(RECORDS SHOWN):
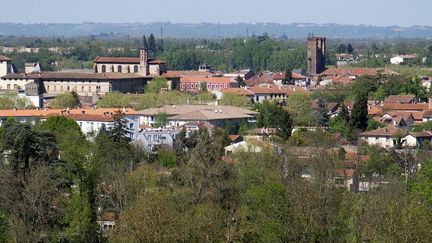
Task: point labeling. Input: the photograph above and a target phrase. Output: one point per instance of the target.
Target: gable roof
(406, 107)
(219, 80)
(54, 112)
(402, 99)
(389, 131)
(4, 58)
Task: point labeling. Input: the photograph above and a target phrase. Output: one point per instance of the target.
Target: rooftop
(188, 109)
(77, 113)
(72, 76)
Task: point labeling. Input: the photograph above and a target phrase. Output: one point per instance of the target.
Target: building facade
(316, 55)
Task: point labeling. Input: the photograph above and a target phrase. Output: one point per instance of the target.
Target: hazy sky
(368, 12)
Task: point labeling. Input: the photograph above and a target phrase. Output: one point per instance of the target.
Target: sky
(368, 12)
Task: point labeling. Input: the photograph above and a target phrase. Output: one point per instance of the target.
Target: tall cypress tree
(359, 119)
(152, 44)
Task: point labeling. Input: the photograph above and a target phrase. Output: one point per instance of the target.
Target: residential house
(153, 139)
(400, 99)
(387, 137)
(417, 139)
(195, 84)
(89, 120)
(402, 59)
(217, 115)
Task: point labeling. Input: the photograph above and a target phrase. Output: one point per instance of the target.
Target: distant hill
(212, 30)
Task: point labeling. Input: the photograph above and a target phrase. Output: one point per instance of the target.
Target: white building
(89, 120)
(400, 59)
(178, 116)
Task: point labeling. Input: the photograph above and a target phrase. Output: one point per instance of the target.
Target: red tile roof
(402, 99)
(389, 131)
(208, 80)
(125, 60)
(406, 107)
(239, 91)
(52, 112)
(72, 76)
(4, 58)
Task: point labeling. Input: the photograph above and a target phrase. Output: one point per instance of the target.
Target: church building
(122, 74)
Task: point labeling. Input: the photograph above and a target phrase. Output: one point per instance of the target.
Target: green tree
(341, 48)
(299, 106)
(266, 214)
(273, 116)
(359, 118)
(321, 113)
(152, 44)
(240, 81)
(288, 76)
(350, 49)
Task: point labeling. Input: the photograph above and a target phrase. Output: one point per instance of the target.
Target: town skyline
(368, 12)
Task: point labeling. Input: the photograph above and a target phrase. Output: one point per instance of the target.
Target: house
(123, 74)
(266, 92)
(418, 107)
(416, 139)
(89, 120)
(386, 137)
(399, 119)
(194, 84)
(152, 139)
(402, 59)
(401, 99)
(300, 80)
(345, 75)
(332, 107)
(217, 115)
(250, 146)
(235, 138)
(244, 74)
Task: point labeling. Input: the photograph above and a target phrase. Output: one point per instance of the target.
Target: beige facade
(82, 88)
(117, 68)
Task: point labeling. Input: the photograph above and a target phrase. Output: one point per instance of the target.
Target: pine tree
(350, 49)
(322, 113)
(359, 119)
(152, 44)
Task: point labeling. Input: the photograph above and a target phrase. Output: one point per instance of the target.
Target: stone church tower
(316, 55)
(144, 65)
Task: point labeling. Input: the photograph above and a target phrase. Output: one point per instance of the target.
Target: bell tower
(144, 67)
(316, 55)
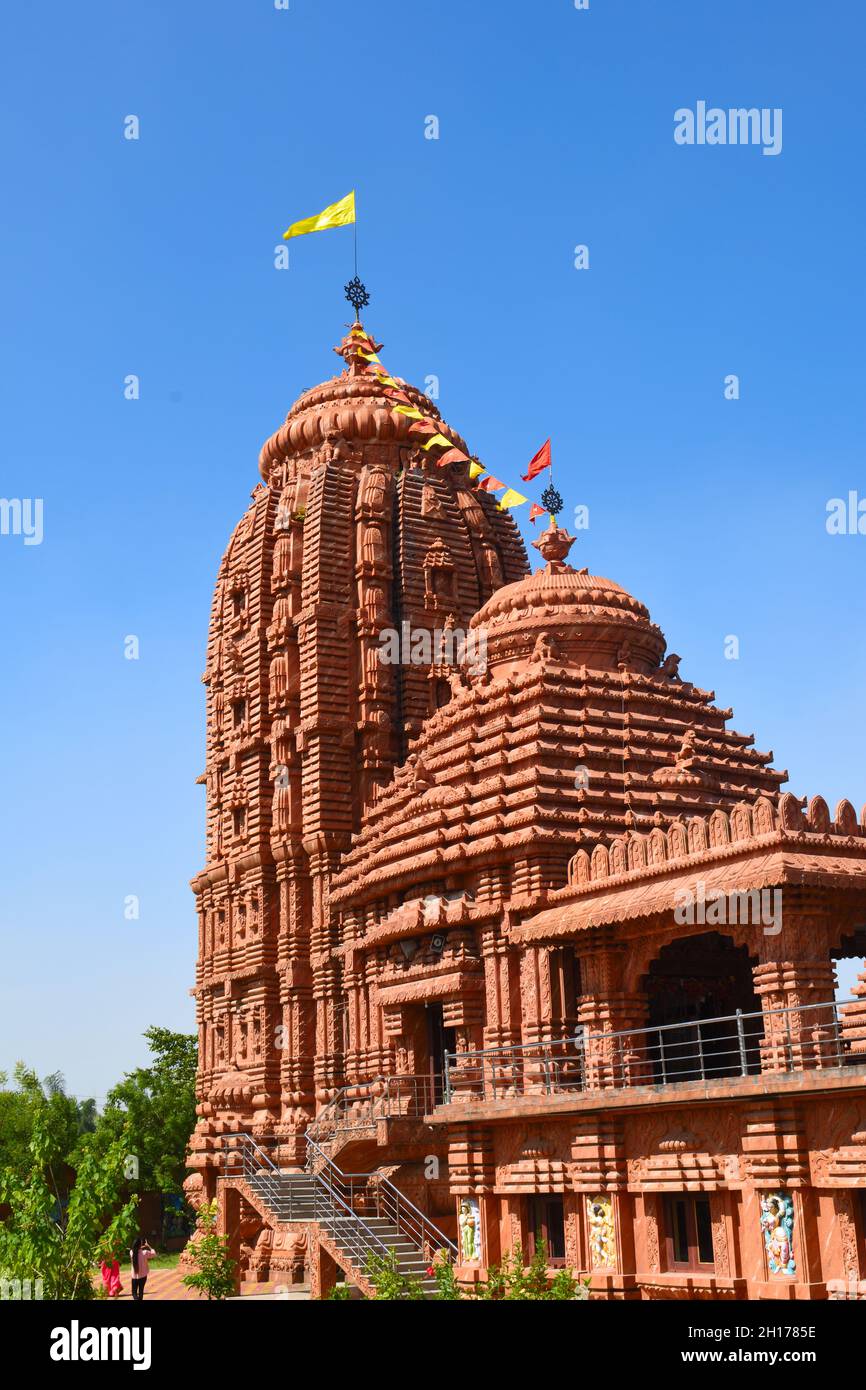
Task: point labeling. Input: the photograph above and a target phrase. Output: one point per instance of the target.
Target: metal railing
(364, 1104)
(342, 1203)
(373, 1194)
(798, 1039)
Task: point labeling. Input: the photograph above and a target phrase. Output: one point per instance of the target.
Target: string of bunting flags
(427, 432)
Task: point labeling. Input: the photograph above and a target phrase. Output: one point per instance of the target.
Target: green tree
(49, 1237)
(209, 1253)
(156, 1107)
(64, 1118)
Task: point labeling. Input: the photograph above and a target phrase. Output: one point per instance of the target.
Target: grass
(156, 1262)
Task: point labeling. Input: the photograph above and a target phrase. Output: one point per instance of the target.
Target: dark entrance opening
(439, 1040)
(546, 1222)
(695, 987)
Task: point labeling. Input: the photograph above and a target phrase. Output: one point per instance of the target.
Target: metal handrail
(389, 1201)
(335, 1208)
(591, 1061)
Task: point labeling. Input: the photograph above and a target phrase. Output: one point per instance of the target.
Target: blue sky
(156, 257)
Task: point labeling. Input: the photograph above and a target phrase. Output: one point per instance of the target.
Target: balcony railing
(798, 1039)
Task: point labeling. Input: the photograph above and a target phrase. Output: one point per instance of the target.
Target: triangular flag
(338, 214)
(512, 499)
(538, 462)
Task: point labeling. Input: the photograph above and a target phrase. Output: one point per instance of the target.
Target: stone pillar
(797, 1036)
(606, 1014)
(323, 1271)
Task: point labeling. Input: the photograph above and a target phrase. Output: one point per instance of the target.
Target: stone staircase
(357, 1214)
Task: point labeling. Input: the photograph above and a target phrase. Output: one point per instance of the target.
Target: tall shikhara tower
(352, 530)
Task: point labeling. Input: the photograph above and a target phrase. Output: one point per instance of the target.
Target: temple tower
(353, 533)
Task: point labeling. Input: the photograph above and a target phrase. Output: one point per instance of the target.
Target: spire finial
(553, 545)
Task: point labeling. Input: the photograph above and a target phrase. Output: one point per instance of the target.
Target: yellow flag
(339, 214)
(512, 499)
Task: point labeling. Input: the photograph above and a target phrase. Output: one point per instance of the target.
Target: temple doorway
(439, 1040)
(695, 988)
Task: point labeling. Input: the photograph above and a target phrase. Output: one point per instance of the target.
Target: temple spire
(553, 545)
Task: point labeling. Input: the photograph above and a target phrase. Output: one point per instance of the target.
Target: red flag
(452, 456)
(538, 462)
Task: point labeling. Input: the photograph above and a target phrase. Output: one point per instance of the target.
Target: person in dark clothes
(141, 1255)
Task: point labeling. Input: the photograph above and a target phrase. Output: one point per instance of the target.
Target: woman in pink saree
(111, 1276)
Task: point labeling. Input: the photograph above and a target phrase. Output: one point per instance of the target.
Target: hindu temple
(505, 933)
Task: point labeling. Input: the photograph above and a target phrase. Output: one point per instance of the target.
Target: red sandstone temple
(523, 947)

==

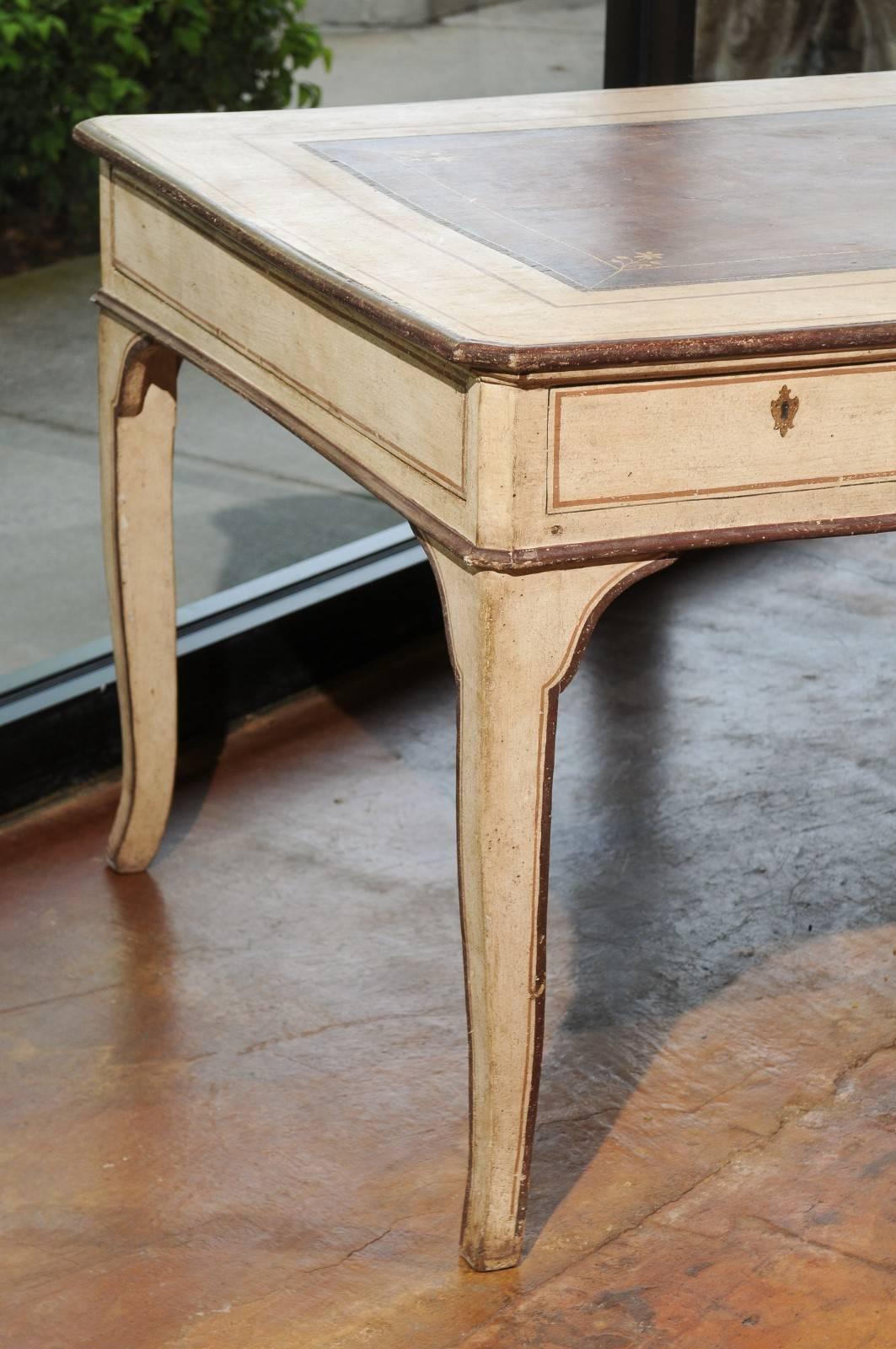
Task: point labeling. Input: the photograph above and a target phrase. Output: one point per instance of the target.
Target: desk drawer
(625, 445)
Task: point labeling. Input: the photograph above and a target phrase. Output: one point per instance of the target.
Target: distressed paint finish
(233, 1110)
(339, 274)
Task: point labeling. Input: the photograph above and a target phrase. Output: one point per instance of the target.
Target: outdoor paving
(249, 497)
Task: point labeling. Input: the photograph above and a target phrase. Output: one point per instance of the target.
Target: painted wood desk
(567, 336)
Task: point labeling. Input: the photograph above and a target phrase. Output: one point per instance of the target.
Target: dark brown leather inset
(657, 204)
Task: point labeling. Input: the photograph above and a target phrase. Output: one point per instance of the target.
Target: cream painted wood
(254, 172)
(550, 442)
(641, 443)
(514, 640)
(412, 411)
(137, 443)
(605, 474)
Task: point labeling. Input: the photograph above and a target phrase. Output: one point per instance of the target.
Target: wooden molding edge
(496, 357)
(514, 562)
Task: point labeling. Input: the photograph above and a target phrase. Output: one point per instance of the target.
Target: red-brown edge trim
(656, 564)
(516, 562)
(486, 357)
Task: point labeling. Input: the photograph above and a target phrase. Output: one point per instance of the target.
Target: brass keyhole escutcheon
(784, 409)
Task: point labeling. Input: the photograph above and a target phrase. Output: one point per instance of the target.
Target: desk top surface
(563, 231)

--

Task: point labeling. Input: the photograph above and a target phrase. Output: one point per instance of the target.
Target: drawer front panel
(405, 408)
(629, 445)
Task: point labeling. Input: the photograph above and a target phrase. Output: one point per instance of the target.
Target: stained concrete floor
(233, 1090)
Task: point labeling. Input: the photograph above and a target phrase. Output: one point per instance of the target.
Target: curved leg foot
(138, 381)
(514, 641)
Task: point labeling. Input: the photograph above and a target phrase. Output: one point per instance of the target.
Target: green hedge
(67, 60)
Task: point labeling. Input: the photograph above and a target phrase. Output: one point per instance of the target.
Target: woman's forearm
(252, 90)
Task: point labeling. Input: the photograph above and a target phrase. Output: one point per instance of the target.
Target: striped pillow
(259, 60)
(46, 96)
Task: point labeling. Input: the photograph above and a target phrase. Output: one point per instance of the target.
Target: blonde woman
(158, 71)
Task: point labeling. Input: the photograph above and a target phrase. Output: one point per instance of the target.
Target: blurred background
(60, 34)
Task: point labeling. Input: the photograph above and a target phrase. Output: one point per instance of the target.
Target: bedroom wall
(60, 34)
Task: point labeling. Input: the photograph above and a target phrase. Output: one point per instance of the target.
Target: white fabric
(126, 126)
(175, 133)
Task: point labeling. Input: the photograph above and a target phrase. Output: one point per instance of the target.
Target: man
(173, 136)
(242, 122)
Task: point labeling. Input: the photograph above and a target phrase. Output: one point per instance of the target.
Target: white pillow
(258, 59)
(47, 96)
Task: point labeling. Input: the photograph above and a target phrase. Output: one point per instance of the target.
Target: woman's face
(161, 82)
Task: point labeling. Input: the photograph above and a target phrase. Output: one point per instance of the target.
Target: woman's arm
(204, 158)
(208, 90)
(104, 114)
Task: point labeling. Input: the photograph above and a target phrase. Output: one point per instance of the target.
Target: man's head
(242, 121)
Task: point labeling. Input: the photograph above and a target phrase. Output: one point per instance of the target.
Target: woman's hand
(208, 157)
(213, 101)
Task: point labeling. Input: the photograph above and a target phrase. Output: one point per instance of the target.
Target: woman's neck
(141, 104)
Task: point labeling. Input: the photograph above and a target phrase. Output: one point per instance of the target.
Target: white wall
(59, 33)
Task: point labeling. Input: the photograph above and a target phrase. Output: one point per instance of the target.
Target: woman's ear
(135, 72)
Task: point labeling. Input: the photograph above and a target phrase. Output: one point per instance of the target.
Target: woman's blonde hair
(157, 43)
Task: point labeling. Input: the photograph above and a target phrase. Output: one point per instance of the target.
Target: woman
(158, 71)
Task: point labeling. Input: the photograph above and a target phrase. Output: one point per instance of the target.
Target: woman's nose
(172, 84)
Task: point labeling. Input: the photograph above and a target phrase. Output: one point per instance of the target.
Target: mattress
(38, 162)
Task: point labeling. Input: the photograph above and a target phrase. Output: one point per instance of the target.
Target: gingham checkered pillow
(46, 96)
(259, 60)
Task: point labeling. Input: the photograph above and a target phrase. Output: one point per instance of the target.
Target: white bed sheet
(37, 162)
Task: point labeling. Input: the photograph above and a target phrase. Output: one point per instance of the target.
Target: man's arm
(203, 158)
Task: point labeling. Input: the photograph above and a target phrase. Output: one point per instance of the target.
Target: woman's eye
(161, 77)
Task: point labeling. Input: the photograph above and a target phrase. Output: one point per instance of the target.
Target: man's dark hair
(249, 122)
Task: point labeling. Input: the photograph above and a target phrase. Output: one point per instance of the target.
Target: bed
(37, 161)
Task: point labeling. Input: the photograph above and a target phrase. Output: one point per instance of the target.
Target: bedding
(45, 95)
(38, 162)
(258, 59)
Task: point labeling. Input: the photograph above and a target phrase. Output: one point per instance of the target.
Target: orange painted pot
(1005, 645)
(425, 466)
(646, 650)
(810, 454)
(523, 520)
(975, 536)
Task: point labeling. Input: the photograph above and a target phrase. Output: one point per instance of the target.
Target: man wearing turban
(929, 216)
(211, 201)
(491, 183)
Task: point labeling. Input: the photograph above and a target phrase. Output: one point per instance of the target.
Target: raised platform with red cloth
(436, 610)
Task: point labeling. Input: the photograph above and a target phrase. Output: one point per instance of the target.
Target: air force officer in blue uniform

(TASK INSTRUCTIONS): In the listing above, locate the line containing "Target: orange painted pot" and the line containing "Target: air force officer in blue uniform", then transcribe both and every line between them verbatim.

(YOUR RESPONSE):
Target: orange painted pot
(1005, 645)
(425, 466)
(646, 650)
(810, 454)
(523, 520)
(975, 536)
Task: point labeling. Input: the photograph above and a target phrase. Output: one point per instance of the target.
Target: man wearing turban
(929, 216)
(211, 201)
(491, 183)
Task: point labeling. Input: the photograph above and a target phrase. Output: one point per instance of the target.
Target: raised platform with red cloth
(436, 610)
Task: point labeling. Input: the photograph above and a target phrase. Output: one point per instance of the target.
Target: air force officer in blue uniform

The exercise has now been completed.